— OBJECTIVE —
Lay out all the material below as a numbered list with one entry per line, skipping blank lines and omitting the pictures.

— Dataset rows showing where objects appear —
⁂
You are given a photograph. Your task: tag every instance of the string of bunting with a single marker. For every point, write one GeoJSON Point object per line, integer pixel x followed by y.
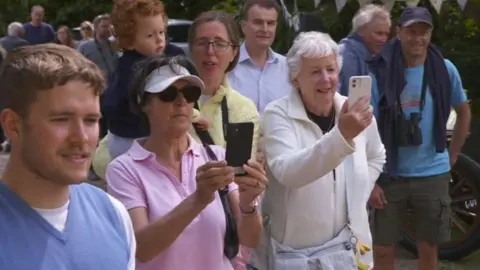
{"type": "Point", "coordinates": [294, 21]}
{"type": "Point", "coordinates": [340, 4]}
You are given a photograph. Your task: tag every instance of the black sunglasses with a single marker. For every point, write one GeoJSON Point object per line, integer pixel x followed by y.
{"type": "Point", "coordinates": [190, 93]}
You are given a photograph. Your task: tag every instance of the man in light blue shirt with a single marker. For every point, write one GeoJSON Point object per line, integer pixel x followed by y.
{"type": "Point", "coordinates": [261, 74]}
{"type": "Point", "coordinates": [414, 90]}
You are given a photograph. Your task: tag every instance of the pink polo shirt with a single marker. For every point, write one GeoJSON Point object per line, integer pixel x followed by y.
⁂
— EXPECTED OUTPUT —
1. You are given a photograph. Your task: tag every instance of the string of bunting with a single marker. For every point, write one GeoJSON Point object per line, integer pixel x followed by y.
2. {"type": "Point", "coordinates": [294, 21]}
3. {"type": "Point", "coordinates": [340, 4]}
4. You are given a photograph. Your task: tag every instance of the black sunglasses with a single marker. For every point, write one GeoJSON Point object per line, integer pixel x followed by y.
5. {"type": "Point", "coordinates": [190, 93]}
6. You are given a photograph. Your task: tag every instance of the man in light blue shirt with a single marker. For every point, write one GeoJSON Point object per line, integer pixel x followed by y.
7. {"type": "Point", "coordinates": [261, 74]}
8. {"type": "Point", "coordinates": [414, 90]}
9. You are given a photograph. Your task: tag every instance of the pink polo shirt with a single marker. For every point, write one GeoJSON Point object per line, integer pixel x followed by y.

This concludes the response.